▶ **WHAT YOU NEED TO DO**:
Look in the data below for the line that contains "If you don't mind, I'd like you to find the scattered". Copy that line and the remaining lines exactly.

::: MATERIAL SUPPLIED

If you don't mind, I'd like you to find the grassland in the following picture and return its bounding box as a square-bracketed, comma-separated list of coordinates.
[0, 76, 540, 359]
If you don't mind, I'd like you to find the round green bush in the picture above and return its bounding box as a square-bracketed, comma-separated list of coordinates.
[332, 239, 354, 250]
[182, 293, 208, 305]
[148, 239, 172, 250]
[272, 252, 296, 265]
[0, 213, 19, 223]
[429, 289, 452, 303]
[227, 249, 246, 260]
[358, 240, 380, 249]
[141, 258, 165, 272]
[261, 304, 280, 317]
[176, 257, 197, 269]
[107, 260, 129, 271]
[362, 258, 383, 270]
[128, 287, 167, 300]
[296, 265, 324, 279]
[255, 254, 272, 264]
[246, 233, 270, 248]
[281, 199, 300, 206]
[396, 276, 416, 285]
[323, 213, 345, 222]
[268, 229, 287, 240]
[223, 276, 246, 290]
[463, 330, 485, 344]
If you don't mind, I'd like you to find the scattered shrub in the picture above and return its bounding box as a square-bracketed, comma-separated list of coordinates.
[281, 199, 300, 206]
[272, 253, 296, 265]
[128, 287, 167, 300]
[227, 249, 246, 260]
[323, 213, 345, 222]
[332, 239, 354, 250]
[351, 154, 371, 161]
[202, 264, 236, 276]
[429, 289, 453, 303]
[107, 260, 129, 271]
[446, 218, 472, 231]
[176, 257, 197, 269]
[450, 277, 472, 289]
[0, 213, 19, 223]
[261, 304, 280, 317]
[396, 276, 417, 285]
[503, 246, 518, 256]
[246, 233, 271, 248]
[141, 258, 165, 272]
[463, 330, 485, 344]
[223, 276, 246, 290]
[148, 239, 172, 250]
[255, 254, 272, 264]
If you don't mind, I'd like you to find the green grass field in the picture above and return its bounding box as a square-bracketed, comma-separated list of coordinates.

::::::

▶ **ANSWER TO THIS PROBLEM**:
If you don't mind, I'd like you to find the scattered shrub in the picture above and return its bounding box as a square-bracketed, comma-separated list of coordinates.
[281, 199, 300, 206]
[272, 253, 296, 265]
[128, 287, 167, 300]
[227, 249, 246, 260]
[323, 213, 345, 222]
[332, 239, 354, 250]
[351, 154, 371, 161]
[202, 264, 236, 276]
[429, 289, 453, 303]
[107, 260, 129, 271]
[446, 218, 472, 231]
[176, 257, 197, 269]
[450, 277, 472, 289]
[0, 213, 19, 223]
[261, 304, 280, 317]
[396, 276, 417, 285]
[503, 246, 518, 256]
[246, 233, 271, 248]
[141, 258, 165, 272]
[463, 330, 485, 344]
[223, 276, 246, 290]
[148, 239, 172, 250]
[255, 254, 272, 264]
If you don't mind, I'd like you to find the green grass field in the picture above and return its bounding box as a square-bracketed, comma-separated list of coordinates.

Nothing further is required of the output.